_Exercise objective_
Please copy the listing from its first line through the line containing "rough mask: <svg", replacing "rough" with "coarse" and leaving all else unchanged.

(Data items)
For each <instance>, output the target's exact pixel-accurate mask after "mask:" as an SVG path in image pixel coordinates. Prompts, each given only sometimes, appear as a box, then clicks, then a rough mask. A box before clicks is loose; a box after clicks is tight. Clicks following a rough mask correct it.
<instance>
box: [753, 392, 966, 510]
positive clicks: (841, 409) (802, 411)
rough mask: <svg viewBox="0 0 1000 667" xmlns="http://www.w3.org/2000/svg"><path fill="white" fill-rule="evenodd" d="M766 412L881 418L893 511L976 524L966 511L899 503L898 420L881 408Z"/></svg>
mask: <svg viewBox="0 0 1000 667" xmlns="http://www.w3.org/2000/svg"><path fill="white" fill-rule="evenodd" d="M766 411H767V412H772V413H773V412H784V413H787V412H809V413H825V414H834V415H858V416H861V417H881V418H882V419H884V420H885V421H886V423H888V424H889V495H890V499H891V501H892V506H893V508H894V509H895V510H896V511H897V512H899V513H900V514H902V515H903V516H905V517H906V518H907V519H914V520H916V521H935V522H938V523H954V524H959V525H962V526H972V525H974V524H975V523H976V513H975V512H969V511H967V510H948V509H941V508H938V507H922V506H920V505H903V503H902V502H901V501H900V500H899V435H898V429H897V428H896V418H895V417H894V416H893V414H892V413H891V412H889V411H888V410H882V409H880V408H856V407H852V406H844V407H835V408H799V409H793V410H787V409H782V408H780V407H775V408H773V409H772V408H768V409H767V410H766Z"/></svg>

_Response_
For each <instance>, output the target's exact pixel-accurate mask after "mask:" as an SVG path in image pixel coordinates. Prompts, each given only sometimes, appear as a box, then clicks, then a coarse mask. A box before clicks is loose; a box after clicks is tight. Clicks following a coarse mask correct it.
<instance>
box: [753, 392, 966, 510]
positive clicks: (841, 409) (802, 411)
coarse mask: <svg viewBox="0 0 1000 667" xmlns="http://www.w3.org/2000/svg"><path fill="white" fill-rule="evenodd" d="M766 412L881 418L893 511L976 524L966 511L899 503L898 420L881 408Z"/></svg>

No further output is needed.